Given passage:
Path: utzoo!attcan!uunet!cs.utexas.edu!tut.cis.ohio-state.edu!purdue!tippy!sawmill!mdbs!zed
From: zed@mdbs.uucp (Bill Smith)
Newsgroups: comp.ai
Subject: Re: What Has Traditional AI Accomplished?
Message-ID: <1990Oct27.200050.1121@mdbs.uucp>
Date: 27 Oct 90 20:00:50 GMT
References: <69609@lll-winken.LLNL.GOV> <1990Oct15.143325.26044@unislc.uucp> <1990Oct16.135631.6444@cbnewsj.att.com> <6664@jhunix.HCF.JHU.EDU>
Reply-To: zed@mdbs.UUCP (Bill Smith)
Organization: mdbs, Inc.

Data extract:

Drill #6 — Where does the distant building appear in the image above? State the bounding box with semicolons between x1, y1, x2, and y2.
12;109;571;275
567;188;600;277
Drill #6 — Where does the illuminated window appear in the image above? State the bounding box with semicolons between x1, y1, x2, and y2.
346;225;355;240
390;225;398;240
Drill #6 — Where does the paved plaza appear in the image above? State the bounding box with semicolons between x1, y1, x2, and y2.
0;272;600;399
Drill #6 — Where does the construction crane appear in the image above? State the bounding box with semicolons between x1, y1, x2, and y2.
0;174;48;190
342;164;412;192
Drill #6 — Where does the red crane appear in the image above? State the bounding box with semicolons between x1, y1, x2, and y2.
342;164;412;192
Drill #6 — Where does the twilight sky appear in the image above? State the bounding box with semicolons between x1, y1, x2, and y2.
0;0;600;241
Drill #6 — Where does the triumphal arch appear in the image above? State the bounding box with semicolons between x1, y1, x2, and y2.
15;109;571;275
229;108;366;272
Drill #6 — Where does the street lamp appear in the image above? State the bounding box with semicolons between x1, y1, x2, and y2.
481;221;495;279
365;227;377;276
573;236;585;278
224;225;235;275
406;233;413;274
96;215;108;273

--

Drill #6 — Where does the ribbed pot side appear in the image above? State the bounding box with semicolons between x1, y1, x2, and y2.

Exercise 1:
Answer the following questions using the comp.ai post header.
(a) To which newsgroup was the post submitted?
(b) Which organization is given for the sender?
(c) On what date was the post sent?
Exercise 2:
List every message ID that appears in the References line of the comp.ai post header.
Exercise 3:
Write the next part of the comp.ai post, beginning immediately after its header.

Exercise response 1:
(a) comp.ai
(b) mdbs, Inc.
(c) 27 Oct 90

Exercise response 2:
<69609@lll-winken.LLNL.GOV>
<1990Oct15.143325.26044@unislc.uucp>
<1990Oct16.135631.6444@cbnewsj.att.com>
<6664@jhunix.HCF.JHU.EDU>

Exercise response 3:
Lines: 119

In article <6664@jhunix.HCF.JHU.EDU> ins_atge@jhunix.HCF.JHU.EDU (Thomas G Edwards) writes:
>In article <1990Oct16.135631.6444@cbnewsj.att.com> jwi@cbnewsj.att.com (Jim Winer @ AT&T, Middletown, NJ) writes:
>>Keith L. Breinholt writes:
>>
>>| Someone correct me if I'm wrong, I though Neural Nets as an area of
>>| study was only 5 or so years old.  In terms of research, 5 years is
>>| baby technology.  If Neural Nets are consistent with other research it
>>| won't make it into general public acceptance for another 5 to 10
>>| years.
And God is a 2 year old.
>>
>>I worked on the Mark I Perceptron (Rosenblatt model) in 1959 
>>at Cornel Aeronautical Laboratories, Inc. (defunct) under contract
>>to Office of Naval Research (ONR). That makes the field at least
>>30 years old. Neural Nets have been inconvenient to work with until 
>>recently when specialized hardware has become available.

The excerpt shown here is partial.